President Hollande has begun to address France’s widening wealth gap by limiting executive pay at state-controlled companies to 20 times that of the lowest paid worker, putting the hurt on CEOs in a big way. Henri Proglio, CEO of Électricité de France, could see his annual salary cut by 68 percent – from $1.9 million to $621,000 – in order to comply with the 20 to 1 ratio. Areva president Luc Oursel may see his salary halved and Jean-Paul Bailly, head of the postal service, could be out 41 percent of his pay.
In the land of fire and ice, Icelanders overcame a major economic crisis that tanked the stock market by 90 percent and increased unemployment nine-fold with a “peoples’ bailout” that included debt writeoffs and mortgage subsidies. Iceland took IMF money (which they’ve already repaid), but wisely refused structural adjustment. And it prosecuted bankers at the center of the crisis, some of whom are now doing jail time. Perhaps most telling, the country’s leadership engaged the public in a rewriting of the country’s constitution, setting the foundation for a radical grassroots system of direct democracy.
The U.S responded to its homegrown crisis with Dodd-Frank, which encourages shareholder input, or “say-on-pay,” for CEO salaries and requires companies to disclose pay ratios between their highest and median pay-level employees. Citigroup’s Vikram Pandit got a rude awakening last year when shareholders rejected his $15 million compensation package. Despite a two-year lapse since the bill passed, however, the pay-gap provision has yet to be implemented, in an obvious buckle by the SEC under the pressure of the corporate lobby.
Strengthening our say-on-pay legislation and holding federal regulators accountable are crucial for narrowing the income gap. But they’re also vital to the health of our democracy. The Supreme Court Citizens United v. FEC decision removed limits to corporate spending on federal campaigns, further narrowing the ability of everyday people to have a say in their government. But it also created a loophole. As it stands, shareholders do not have a legal say-on-pay with regard to campaign contributions, and thus may be unwittingly supporting political platforms they actually oppose.

RECORDED INFORMATION
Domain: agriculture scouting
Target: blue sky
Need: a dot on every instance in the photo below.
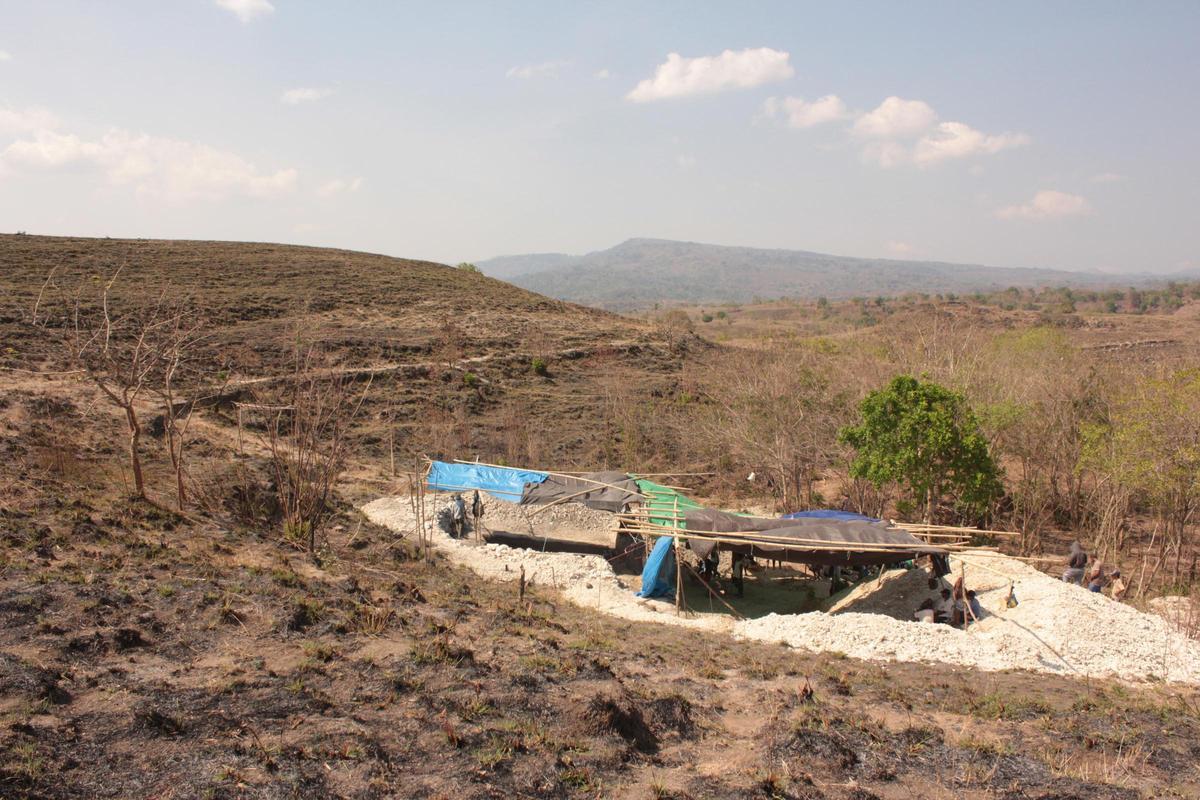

TASK
Pick up the piece on CEO pay and the wealth gap, above the listing, and continue it from its last sentence.

WRITTEN RESPONSE
Reining in CEO pay is not about killing incentives or punishing success, as free market ideologues contend. It is simply a matter of value. A more equitable arrangement acknowledges the value that hardworking people bring to our economic institutions and the social wealth of our country. And it exposes the outrageous over-valuation of investment bankers and corporate execs—inventors of financial products and management techniques with questionable social value. Certainly subprime loans and derivatives are not 200 to 300 times the worth of what our teachers, engineers, nurses, and librarians contribute to the health and well-being of our society.
The American people agree. Polls show that over 70 percent of voters favor restrictions on executive pay, including self-identified conservatives. An end to “fat cat” entitlements and realignment of incomes may not solve all of our social and political woes, but it would improve the lives of a great many working people, sending a strong message that no one is above the law and no corporation too big to fail.